BRIEF — Reproduce verbatim the rows from the line containing "Place one keypoint on each instance of the purple" through the line containing "Target: snow-covered slope", both included.

------ INPUT MATERIAL

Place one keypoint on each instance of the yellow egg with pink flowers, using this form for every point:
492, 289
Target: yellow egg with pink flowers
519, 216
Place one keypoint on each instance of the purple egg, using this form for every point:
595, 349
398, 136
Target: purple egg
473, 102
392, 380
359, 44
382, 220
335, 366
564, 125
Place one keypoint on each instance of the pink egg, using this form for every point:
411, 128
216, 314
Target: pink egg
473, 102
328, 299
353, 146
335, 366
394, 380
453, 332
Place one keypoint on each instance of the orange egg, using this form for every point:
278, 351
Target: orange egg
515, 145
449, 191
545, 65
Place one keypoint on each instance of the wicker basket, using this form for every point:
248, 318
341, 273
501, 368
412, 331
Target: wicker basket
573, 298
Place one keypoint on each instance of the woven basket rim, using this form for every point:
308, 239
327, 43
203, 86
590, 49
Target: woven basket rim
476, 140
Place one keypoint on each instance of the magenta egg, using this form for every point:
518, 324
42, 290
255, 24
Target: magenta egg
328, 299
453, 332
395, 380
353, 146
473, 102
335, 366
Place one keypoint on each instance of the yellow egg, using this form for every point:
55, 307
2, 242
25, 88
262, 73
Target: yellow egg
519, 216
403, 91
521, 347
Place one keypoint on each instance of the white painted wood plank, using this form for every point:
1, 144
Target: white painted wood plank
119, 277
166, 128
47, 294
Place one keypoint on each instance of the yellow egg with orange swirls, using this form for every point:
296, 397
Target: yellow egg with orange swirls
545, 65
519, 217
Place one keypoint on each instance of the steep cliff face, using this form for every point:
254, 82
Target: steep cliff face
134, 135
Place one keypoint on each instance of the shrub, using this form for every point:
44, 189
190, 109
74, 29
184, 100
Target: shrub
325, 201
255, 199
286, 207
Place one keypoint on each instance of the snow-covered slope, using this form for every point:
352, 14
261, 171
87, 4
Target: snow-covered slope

------------
------ INPUT MATERIAL

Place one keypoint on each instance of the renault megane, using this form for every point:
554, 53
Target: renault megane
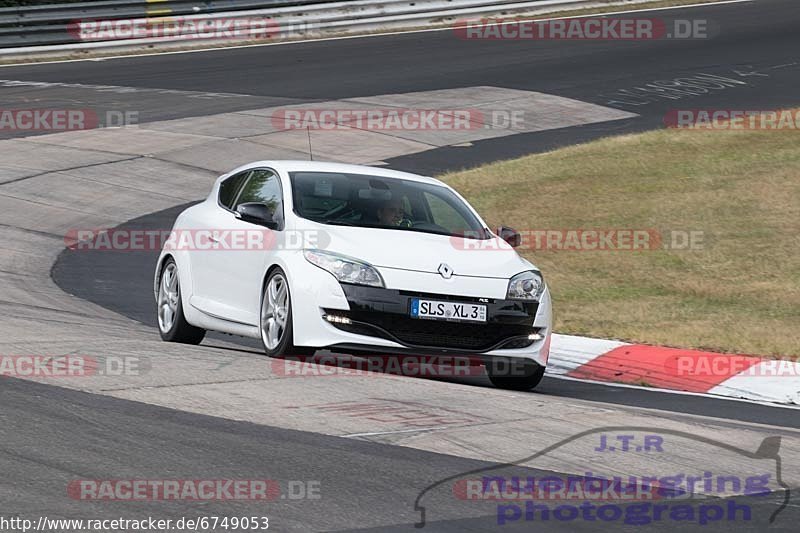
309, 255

------------

SOLUTION FOR THIS TASK —
Place one keypoint on each instance of the purple egg, using this form for every point:
595, 349
398, 136
Target: purple egg
473, 102
392, 380
359, 44
382, 220
335, 366
564, 125
Place one keypoint on each instance of the pink egg, using this form for every point:
411, 128
216, 314
Target: pink egg
473, 102
328, 299
353, 146
335, 366
394, 380
453, 332
Place one keypoint on each instance of the orange egg, using this form for every point:
278, 351
Target: orange egg
515, 145
449, 191
545, 65
Place one keypoint on each instance of the wicker basket, using this form for every point:
248, 318
341, 273
501, 368
412, 331
Target: wicker basket
573, 298
Place one keypoint on each instance of the woven basket rim, using this form for every point:
308, 239
327, 43
203, 86
590, 49
Target: woven basket rim
476, 140
Place one keypoint on each instance of the magenta egg, using this form for every point:
518, 324
42, 290
255, 24
Target: magenta egg
328, 299
453, 332
395, 380
353, 146
473, 102
335, 366
Place one keypoint on each instance of the yellow egg, using this form for every point:
55, 307
2, 242
25, 88
262, 73
Target: yellow egg
519, 216
403, 91
521, 347
Place one keypoint on each instance of the white painted wood plank, using this form for every point:
1, 144
Target: white painted wood plank
119, 277
166, 128
47, 294
Place one keypoint on each instance of the yellow egg with orange swirls, using this form for every point:
296, 397
Target: yellow egg with orange swirls
545, 65
519, 217
Place one keypoint on each instance of the steep cliff face, using this form for every point:
254, 82
Target: steep cliff face
134, 135
Place one keypoint on each instance of the shrub, using this form for every point:
44, 189
190, 109
74, 29
184, 100
Target: shrub
325, 201
255, 199
286, 207
Place one keypoint on each instance of the snow-covered slope, using this form for every point:
352, 14
261, 171
87, 4
Target: snow-covered slope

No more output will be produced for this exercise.